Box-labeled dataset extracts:
┌──

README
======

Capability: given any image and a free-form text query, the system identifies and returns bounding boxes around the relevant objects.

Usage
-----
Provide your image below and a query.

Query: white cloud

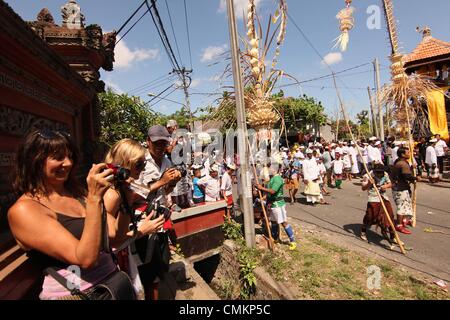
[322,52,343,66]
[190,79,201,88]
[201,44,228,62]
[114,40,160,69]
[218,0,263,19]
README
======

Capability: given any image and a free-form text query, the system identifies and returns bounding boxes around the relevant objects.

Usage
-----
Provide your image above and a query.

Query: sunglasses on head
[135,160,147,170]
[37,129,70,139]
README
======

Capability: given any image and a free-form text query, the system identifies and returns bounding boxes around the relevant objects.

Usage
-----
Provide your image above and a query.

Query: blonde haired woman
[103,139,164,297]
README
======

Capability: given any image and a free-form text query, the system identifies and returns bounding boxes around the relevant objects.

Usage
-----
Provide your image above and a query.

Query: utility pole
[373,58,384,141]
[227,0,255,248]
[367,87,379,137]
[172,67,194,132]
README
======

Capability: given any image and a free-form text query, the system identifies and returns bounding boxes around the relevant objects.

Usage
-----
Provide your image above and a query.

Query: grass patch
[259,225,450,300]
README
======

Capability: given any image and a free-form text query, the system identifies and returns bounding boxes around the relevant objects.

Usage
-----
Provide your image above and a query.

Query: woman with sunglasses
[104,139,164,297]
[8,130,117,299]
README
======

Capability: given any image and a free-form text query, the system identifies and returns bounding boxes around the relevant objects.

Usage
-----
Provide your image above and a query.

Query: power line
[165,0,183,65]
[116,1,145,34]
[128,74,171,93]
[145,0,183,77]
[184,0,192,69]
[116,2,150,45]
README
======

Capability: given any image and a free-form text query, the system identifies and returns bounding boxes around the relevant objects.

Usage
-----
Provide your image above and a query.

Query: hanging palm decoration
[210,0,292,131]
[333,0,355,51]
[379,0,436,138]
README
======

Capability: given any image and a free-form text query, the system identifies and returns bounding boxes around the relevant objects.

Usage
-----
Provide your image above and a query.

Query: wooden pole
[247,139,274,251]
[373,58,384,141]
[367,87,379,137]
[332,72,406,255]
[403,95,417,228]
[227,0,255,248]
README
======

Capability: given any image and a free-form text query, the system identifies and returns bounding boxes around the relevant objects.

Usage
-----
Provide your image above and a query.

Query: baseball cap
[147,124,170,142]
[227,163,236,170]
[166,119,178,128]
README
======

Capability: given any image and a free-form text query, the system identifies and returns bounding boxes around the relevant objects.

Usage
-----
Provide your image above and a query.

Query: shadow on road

└──
┌──

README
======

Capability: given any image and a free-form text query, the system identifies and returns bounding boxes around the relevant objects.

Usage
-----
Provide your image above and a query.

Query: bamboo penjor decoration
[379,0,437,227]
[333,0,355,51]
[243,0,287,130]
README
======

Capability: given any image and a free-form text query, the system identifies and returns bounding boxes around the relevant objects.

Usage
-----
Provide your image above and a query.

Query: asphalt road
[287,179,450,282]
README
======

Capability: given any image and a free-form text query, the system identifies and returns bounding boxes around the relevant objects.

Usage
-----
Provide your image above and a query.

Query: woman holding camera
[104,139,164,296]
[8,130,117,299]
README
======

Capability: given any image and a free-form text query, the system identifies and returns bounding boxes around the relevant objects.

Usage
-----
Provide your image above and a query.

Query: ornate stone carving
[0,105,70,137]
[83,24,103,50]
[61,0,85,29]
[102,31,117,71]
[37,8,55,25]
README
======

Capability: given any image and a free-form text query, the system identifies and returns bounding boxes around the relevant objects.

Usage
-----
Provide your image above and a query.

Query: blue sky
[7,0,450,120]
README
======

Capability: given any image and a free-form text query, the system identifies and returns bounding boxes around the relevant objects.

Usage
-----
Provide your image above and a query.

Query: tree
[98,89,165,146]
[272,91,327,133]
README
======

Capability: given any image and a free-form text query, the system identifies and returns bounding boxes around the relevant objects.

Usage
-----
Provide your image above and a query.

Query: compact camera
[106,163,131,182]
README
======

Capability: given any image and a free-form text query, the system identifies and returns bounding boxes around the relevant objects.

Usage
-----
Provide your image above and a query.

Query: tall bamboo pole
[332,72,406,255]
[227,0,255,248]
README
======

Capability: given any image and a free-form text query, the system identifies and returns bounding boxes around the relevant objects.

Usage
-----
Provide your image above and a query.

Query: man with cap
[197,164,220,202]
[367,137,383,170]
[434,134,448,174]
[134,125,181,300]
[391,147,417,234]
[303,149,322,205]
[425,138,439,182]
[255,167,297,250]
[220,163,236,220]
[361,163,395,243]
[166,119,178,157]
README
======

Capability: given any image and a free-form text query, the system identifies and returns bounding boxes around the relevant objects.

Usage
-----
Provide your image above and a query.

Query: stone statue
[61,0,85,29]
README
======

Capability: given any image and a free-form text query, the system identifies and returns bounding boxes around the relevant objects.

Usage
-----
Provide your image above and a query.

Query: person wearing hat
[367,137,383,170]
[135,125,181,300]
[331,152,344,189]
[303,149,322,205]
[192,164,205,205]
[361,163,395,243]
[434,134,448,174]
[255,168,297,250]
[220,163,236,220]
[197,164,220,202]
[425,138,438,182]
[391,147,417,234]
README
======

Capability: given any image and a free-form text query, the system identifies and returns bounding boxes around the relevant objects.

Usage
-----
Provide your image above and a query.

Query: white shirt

└──
┌──

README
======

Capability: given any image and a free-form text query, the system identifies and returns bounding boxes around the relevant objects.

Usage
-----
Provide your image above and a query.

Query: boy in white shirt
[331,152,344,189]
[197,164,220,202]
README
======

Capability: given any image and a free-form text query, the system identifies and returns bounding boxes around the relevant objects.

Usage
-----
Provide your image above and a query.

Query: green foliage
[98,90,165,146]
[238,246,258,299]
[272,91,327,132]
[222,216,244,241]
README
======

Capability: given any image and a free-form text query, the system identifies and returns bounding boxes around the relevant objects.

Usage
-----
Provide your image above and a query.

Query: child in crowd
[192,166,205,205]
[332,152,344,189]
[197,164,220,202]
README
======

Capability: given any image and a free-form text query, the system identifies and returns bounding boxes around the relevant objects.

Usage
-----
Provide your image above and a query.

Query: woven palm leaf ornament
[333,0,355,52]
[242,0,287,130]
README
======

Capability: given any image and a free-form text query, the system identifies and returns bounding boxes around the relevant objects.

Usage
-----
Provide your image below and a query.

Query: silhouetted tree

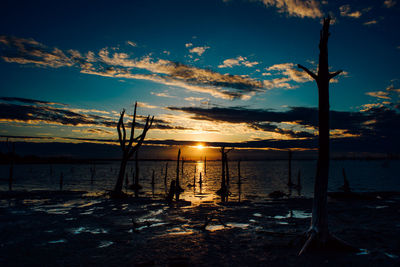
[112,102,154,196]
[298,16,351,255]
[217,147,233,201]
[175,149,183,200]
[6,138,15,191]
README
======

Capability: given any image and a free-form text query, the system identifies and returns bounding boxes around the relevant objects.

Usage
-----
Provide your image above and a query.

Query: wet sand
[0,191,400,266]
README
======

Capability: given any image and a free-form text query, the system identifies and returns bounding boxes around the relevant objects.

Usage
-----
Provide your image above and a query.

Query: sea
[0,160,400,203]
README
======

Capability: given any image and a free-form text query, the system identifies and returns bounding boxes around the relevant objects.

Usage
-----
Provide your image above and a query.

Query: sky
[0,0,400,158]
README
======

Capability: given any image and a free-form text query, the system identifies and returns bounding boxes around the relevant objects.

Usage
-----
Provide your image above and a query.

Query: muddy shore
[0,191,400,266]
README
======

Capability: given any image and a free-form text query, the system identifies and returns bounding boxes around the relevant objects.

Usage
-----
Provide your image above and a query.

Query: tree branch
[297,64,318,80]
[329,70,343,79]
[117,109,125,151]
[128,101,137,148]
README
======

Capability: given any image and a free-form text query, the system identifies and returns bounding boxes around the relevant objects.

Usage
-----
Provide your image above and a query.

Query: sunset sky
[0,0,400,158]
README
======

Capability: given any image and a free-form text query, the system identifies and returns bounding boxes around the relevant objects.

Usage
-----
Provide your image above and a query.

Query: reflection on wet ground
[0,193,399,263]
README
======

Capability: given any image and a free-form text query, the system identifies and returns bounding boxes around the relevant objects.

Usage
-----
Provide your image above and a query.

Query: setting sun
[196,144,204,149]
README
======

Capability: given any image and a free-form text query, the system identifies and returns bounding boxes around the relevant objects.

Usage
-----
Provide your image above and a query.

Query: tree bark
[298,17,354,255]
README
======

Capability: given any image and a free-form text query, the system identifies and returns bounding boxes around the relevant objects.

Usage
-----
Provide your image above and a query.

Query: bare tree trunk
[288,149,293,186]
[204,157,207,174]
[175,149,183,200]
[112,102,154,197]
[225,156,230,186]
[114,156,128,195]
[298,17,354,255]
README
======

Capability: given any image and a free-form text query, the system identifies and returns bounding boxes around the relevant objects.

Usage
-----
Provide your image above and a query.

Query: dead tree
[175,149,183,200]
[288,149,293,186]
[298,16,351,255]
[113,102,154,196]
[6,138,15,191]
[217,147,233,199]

└──

» Given exercise: Gather every line of the material above that contains the word "decoration".

» Task response:
Query: hanging palm decoration
Query: bamboo penjor decoration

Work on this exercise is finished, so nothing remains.